> _THE EXERCISE_
Reproduce the rows below word for word, starting at the line that contains "You'll find submerged" and ending after the line that contains "[[50, 128, 131, 182]]". Leave the pictures out of your copy.

> _EXTRACTED INFORMATION_

==========

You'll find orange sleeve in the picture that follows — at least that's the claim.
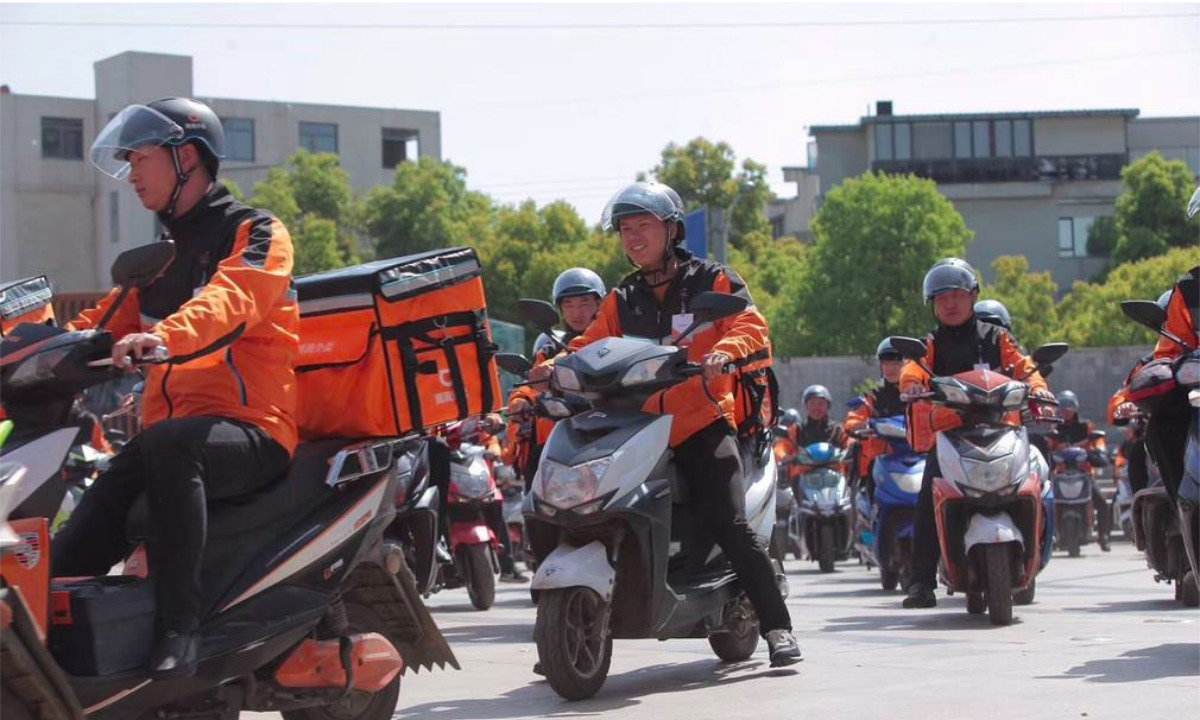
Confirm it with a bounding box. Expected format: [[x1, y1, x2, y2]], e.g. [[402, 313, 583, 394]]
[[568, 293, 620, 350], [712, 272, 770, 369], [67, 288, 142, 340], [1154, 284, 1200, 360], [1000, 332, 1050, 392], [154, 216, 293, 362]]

==========

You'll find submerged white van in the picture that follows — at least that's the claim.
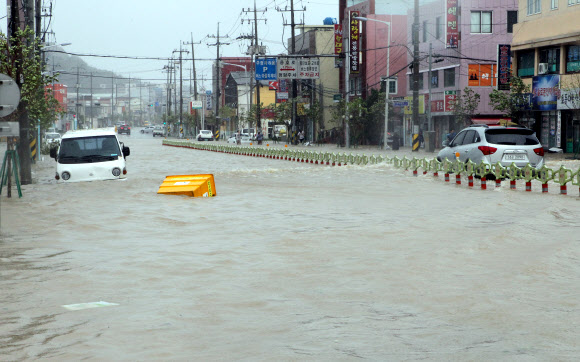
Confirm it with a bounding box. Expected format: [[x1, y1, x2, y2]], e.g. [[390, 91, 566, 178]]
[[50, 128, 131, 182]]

==========

> _RIGHT ANSWER_
You'll find submerged white van in the picture that follows — at least that's the claim.
Confirm it with a bounding box. Expected format: [[x1, y1, x2, y2]], e.g. [[390, 91, 566, 178]]
[[50, 128, 131, 182]]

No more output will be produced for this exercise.